-- Data shown start --

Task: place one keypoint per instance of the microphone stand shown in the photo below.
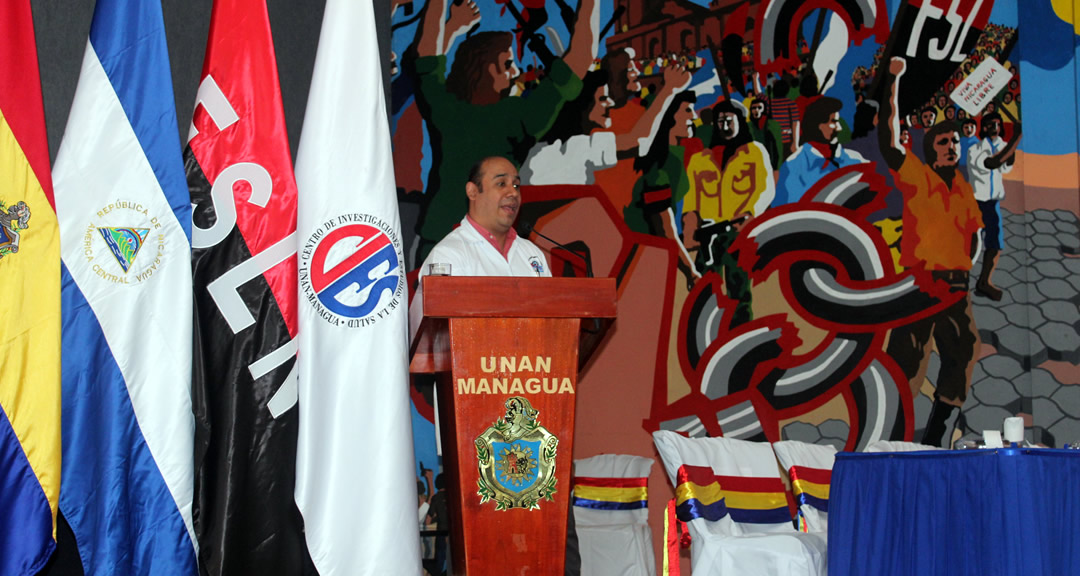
(528, 229)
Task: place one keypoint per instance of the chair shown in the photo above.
(610, 510)
(892, 445)
(810, 470)
(732, 498)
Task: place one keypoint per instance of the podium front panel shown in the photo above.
(511, 398)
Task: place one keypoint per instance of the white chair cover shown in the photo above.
(809, 468)
(892, 445)
(733, 500)
(611, 513)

-- Data shown end --

▸ **Given exercise**: Write out all the records above again, swapping every "keypoint" for "marker" and changing nothing else. Leave out the pictures.

▸ **Answer to the exercise**:
Task: place one marker per instance of the microphone stand shown in the photo below.
(528, 229)
Task: place one marker per instance of the chair shown in the photo above.
(610, 510)
(892, 445)
(810, 470)
(732, 498)
Task: place one marker per instance of the podium front panel shown in the photo above.
(511, 398)
Task: place one marker per instance of the white chair cover shown in the photo above.
(809, 468)
(892, 445)
(733, 500)
(611, 513)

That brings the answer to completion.